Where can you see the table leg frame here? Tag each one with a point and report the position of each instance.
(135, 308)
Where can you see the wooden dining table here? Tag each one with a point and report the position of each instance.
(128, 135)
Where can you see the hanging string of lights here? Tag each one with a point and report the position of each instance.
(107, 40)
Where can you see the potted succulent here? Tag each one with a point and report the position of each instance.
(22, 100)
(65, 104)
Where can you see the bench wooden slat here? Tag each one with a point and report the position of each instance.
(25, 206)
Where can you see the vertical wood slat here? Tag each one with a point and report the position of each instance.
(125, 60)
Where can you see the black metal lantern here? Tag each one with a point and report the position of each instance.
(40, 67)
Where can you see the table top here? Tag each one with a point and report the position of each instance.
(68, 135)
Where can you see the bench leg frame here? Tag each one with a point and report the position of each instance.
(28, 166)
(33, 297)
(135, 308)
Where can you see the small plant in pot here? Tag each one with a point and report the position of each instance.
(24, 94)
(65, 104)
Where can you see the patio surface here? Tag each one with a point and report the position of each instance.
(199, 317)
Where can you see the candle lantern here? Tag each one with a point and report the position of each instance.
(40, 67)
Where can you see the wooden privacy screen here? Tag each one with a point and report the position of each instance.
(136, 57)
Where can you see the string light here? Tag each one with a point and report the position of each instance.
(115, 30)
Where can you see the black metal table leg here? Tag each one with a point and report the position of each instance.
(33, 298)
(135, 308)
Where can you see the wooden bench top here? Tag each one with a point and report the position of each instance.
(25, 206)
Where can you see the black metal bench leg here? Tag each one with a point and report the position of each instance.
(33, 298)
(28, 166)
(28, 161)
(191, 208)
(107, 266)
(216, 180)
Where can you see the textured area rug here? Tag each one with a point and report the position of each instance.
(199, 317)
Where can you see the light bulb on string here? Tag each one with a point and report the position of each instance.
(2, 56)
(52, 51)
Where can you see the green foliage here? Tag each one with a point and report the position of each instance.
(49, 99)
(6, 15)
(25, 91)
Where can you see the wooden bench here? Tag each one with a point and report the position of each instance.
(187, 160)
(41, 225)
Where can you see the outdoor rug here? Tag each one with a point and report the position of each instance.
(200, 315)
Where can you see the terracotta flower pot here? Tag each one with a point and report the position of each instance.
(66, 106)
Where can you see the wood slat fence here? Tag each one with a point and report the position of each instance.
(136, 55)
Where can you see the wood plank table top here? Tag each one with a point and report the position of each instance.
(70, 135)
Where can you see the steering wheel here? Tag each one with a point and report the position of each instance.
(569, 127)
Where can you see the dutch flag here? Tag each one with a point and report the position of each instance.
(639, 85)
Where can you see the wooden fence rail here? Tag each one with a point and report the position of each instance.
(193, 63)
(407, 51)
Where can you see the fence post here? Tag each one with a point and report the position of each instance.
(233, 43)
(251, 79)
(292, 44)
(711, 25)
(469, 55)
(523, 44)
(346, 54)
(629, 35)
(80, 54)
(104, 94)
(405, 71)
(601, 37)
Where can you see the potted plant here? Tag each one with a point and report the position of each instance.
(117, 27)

*-*-*

--- Problem to work on ---
Give the records above as a two-column CSV with the header row record,answer. Write one row per record, with its text in the first field and its answer in the second, each field quoted and any line breaks turned into spaces.

--- Exercise response ---
record,answer
"Where can you see the table leg frame here? Tag each one with a point and report the position of each instance.","(135, 308)"
"Where can you see the wooden dining table here? Tag each one with a point and report the position of each instance.","(128, 135)"
"Where can you see the hanging string of lights here? Tag each one with a point and report the position of each instance.","(107, 40)"
"Where can you see the potted succulent here? Tag each one with a point and report the position of each instance.","(22, 100) (65, 104)"
"Where can you see the bench wooden slat here? Tag each one with a point and report the position of each instance.","(25, 206)"
"Where can you see the vertical wood slat here? Tag each one with a point and report the position of each instance.","(125, 60)"
"Where can you see the black metal lantern here? Tag each one with a point and report the position of each instance.","(40, 67)"
"Where can you see the table top here? Tag each one with a point and report the position of each instance.","(68, 135)"
"Where can you see the bench leg frame here? Tag each one with a point and report the position of each instance.","(28, 166) (33, 297) (135, 308)"
"Where can you see the small plant in pot here? Tag each one with a point and report the position of each instance.","(24, 94) (65, 104)"
"Where can you see the patio surface here? Tag each one with a point and report the position of each instance.","(199, 317)"
"Where can you see the candle lantern here? Tag each one with a point and report the position of each instance.","(40, 67)"
"Where can you see the wooden privacy screen here? Tag each one with a point and report the position of each instance.","(136, 57)"
"Where can you see the string light here? Tag each one with a point and report the position of each instance.","(115, 30)"
"Where can you see the black metal table leg here? Tag each one with a point and report the position of each instance.","(33, 298) (135, 308)"
"Where can you see the wooden bench top here? Tag each one with a point and report the position of each instance.","(25, 206)"
"Where can you see the black metal bench leg here? Tag each one with a point and report the position of each instance.","(33, 298) (28, 166) (28, 161) (191, 208) (107, 266) (216, 180)"
"Where can you see the textured area rug here? Tag each one with a point and report the position of each instance.","(199, 317)"
"Where can you see the light bulb on string here? Tag each one with a point and report the position of each instance.","(2, 56) (52, 51)"
"Where can you see the green foliage here? Tag each one with a point and report the position of each instance.","(49, 99) (6, 15) (25, 91)"
"Where can you see the wooden bench here? Tag each one with a point and report the position of each instance.","(187, 160) (41, 225)"
"Where can you see the outdoor rug here? Tag each one with a point and report the position of each instance.","(200, 315)"
"Where can you see the terracotta flower pot here? Tag each one with a point and report the position of each instance.","(66, 106)"
"Where can you see the wood slat fence here? Tag each one with a point and report the position of each instance.","(136, 55)"
"Where can you see the wood plank table top here? Tag each one with a point and report the position of each instance.","(70, 135)"
"Where can you see the steering wheel here? Tag each one with a point and report the position of each instance.","(569, 127)"
"Where can you see the dutch flag here? Tag each one with a point and report the position of each instance.","(639, 85)"
"Where can you see the wooden fence rail here? Tag each one with a point and report the position of each instance.","(193, 63) (407, 51)"
"Where can you see the fence post here? Tag each one with a point and report the position of each instance.","(233, 43) (251, 79) (292, 44) (711, 25) (469, 55) (523, 44) (346, 54) (629, 35) (80, 54) (104, 94) (405, 71) (601, 37)"
"Where can you see the potted plant here? Tag each one with a point and report the position of each instance.","(117, 27)"